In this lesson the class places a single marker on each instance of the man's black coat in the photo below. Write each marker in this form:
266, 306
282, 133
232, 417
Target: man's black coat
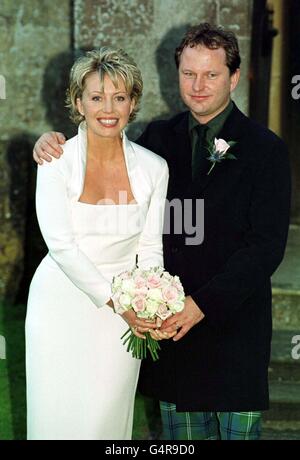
222, 362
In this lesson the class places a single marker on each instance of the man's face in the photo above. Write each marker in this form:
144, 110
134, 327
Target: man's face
205, 82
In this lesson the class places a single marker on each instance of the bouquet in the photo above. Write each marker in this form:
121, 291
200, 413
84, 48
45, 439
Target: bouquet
152, 294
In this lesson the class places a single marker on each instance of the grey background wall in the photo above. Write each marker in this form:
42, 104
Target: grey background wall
38, 42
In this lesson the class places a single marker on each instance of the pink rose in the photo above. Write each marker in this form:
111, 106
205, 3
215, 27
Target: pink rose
221, 146
140, 282
138, 303
153, 281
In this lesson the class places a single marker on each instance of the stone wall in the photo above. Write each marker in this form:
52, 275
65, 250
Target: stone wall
33, 37
37, 42
149, 30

# # #

**Given problem**
Please copy every row above word for word, leaving out the picture.

**The answer**
In this lesson the class places a single marker on each instance of the man's black coat in the photo below. Write each marker in this form:
266, 306
282, 133
232, 417
Target: man's black coat
222, 362
In this lesson the class places a single marker on each instance of the man's face in the photo above. Write each marker in this form:
144, 110
134, 327
Target: man's face
205, 82
In this lesson the class places a single marker on each instance of the bouquet in the photo above. Write each marker in this form:
121, 291
200, 413
84, 48
45, 439
Target: bouquet
152, 294
In this lesson the class places a single marker on each instance of the grey background wall in the photo above. Write each marker in this form:
42, 104
Target: grey background wall
38, 42
In this lesson the class places a single marker on each instance of the pink rose in the photo above. Write each marker in this form:
111, 106
205, 3
215, 27
Target: pink rose
221, 146
140, 282
138, 303
153, 281
In this lesson the class places a single marker on each instance of the stone wall in the photo above. Write each marker in this form:
52, 275
65, 250
Target: stone wall
33, 37
37, 42
149, 30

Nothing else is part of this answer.